— APPLY WHAT YOU READ —
• a. Answer these questions using the article on architecture patterns for AI agents:
(i) What name does Stripe give its internal autonomous coding agents?
(ii) What are the three limits placed on the devboxes where the agents run?
(iii) About how long does startup take with a pre-warmed devbox?
• b. In the article on architecture patterns for AI agents, take the part that opens with the words containing "Agents convert cheap" and closes with "separate AI platform.". Rewrite it with "platform" changed to "system".
• c. Pick up the article on architecture patterns for AI agents right after its last sentence, and carry on writing it.

** Opening DOCUMENT SECTION block **

10 Architecture patterns for AI agents in production

Stripe recently published two articles describing Minions, their internal autonomous coding agents.

Beyond the experience report, these articles reveal a series of architecture patterns for building reliable AI agents in production.

Here are the key patterns that emerge from Stripe’s design.

1. Treat developer attention as a scarce resource

The goal of coding agents is not to replace engineers, but to free up their attention.

Agents handle repetitive but simple tasks:

fixing flaky tests
small refactors
dependency updates
minor bug fixes

Engineers can then focus on higher-value problems.

Key idea: engineer attention > compute > tokens

Agents convert cheap compute into human attention time.

2. Build agents on top of existing developer infrastructure

Stripe didn’t build a separate AI platform.

Minions reuse existing tools:

devboxes
CI pipelines
linters
Sourcegraph
internal documentation
issue trackers

Principle: if the tools work for engineers, they should work for agents.

3. Isolate execution environments (agent sandboxes)

Autonomous agents must run in fully isolated environments.

Stripe uses devboxes with:

no access to production
no user data
restricted network access

Key idea: autonomy requires sandboxing

Isolation enables high autonomy without significant risk.

4. Pre-warm execution environments

Agents need to start fast.

Stripe maintains pre-warmed devboxes where:

the repository is already cloned
caches are ready
build tools are loaded

Startup time: ~10 seconds.

Pattern: pre-warmed environments

This model is similar to serverless or CI infrastructure.

5. Combine LLM reasoning with deterministic steps

LLMs are powerful but unpredictable.

Stripe wraps LLM reasoning inside deterministic system steps.

** Closing DOCUMENT SECTION block **
** Opening DATA RECORDS block **

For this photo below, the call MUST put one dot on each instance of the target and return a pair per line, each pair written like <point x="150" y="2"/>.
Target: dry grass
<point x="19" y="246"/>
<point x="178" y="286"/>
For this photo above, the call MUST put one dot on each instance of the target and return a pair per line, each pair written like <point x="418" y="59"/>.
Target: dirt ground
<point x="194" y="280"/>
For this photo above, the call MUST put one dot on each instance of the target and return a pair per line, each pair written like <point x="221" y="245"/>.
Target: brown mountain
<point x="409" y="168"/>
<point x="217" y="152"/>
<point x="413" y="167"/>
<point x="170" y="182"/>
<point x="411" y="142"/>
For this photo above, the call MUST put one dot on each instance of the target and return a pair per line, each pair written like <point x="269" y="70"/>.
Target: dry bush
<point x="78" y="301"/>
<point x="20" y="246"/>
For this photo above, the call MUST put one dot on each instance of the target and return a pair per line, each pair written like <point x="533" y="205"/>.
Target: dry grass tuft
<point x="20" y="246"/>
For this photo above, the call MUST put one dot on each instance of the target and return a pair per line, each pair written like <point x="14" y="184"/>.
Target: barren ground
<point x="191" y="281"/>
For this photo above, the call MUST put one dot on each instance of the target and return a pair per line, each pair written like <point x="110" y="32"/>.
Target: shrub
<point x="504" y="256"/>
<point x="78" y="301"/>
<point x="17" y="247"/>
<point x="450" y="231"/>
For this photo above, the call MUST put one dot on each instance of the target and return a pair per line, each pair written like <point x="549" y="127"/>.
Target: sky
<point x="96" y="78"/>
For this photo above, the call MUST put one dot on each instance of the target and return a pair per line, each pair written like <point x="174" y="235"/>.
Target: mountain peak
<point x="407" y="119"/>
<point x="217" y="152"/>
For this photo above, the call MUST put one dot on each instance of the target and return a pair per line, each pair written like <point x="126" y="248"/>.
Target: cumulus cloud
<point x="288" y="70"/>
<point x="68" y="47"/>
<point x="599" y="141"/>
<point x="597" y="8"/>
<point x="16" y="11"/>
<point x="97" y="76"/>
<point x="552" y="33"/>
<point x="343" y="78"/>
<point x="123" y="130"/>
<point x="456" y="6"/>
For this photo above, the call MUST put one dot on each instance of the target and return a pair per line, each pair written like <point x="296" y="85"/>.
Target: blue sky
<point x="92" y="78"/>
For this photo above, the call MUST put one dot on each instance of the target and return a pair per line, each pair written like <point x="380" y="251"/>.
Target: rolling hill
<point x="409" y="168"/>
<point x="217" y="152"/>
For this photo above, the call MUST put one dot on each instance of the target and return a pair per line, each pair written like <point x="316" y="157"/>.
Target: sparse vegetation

** Closing DATA RECORDS block **

— ANSWERS BY ITEM —
• a.
(i) Minions
(ii) No access to production, no user data, and restricted network access
(iii) About 10 seconds

• b.
Agents convert cheap compute into human attention time.

2. Build agents on top of existing developer infrastructure

Stripe didn’t build a separate AI system.

• c.
Example:

LLM reasoning
↓
deterministic step (git commit)
↓
LLM reasoning
↓
deterministic step (run CI)

Benefits:

better reliability
fewer tokens
fewer agent errors

The LLM decides what to do, the system controls how to execute it.

6. Use state machines for agents (Blueprints)

Stripe orchestrates tasks with Blueprints.

Blueprints are state machines for agents.

Example:

Implement task
↓
Run linters
↓
Push changes
↓
Run CI
↓
Fix failures

Some steps use LLM reasoning, others are deterministic.

This constrains agent unpredictability.

7. Hydrate context before launching the agent

Agents perform better when context is prepared in advance.

Stripe builds this context deterministically.

Example:

Slack message
↓
extract links
↓
fetch tickets
↓
load documentation
↓
build structured context
↓
start agent

This significantly improves the one-shot success rate.

8. Scope context locally

Large codebases can’t rely on a single massive prompt.

Stripe uses file-scoped rules activated based on the relevant folder.

Example:

/payments/*       → rules: payments conventions
/infrastructure/* → rules: infra conventions

This keeps prompts focused and relevant.

9. Centralize and curate agent capabilities (Toolshed)

Giving agents too many tools reduces reliability. Stripe’s solution has two parts.

First, they built Toolshed: a single, centralized MCP server that acts as a unified interface to all internal capabilities—documentation, Sourcegraph code intelligence, build statuses, Jira tickets, and more—hosting nearly 500 tools in one place.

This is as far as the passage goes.